> _Annotated coordinate records_:
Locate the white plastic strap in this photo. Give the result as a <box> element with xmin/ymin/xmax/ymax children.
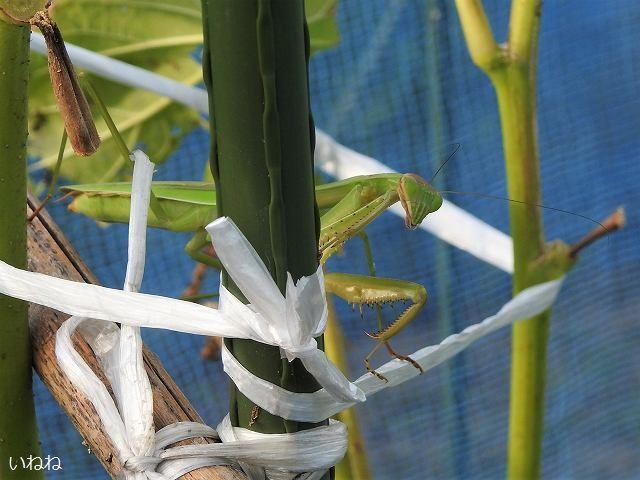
<box><xmin>56</xmin><ymin>150</ymin><xmax>154</xmax><ymax>479</ymax></box>
<box><xmin>222</xmin><ymin>279</ymin><xmax>563</xmax><ymax>422</ymax></box>
<box><xmin>31</xmin><ymin>33</ymin><xmax>513</xmax><ymax>273</ymax></box>
<box><xmin>0</xmin><ymin>218</ymin><xmax>365</xmax><ymax>401</ymax></box>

> _TASK DETAILS_:
Transcribe the annotated coordinate records above word for word, leaving out the pictures.

> _SOLUTION BELOW_:
Locate the white plastic strap in this photo. Give the result as a <box> element with xmin/ymin/xmax/ymax children.
<box><xmin>56</xmin><ymin>150</ymin><xmax>154</xmax><ymax>479</ymax></box>
<box><xmin>222</xmin><ymin>279</ymin><xmax>563</xmax><ymax>422</ymax></box>
<box><xmin>31</xmin><ymin>33</ymin><xmax>513</xmax><ymax>273</ymax></box>
<box><xmin>0</xmin><ymin>218</ymin><xmax>365</xmax><ymax>401</ymax></box>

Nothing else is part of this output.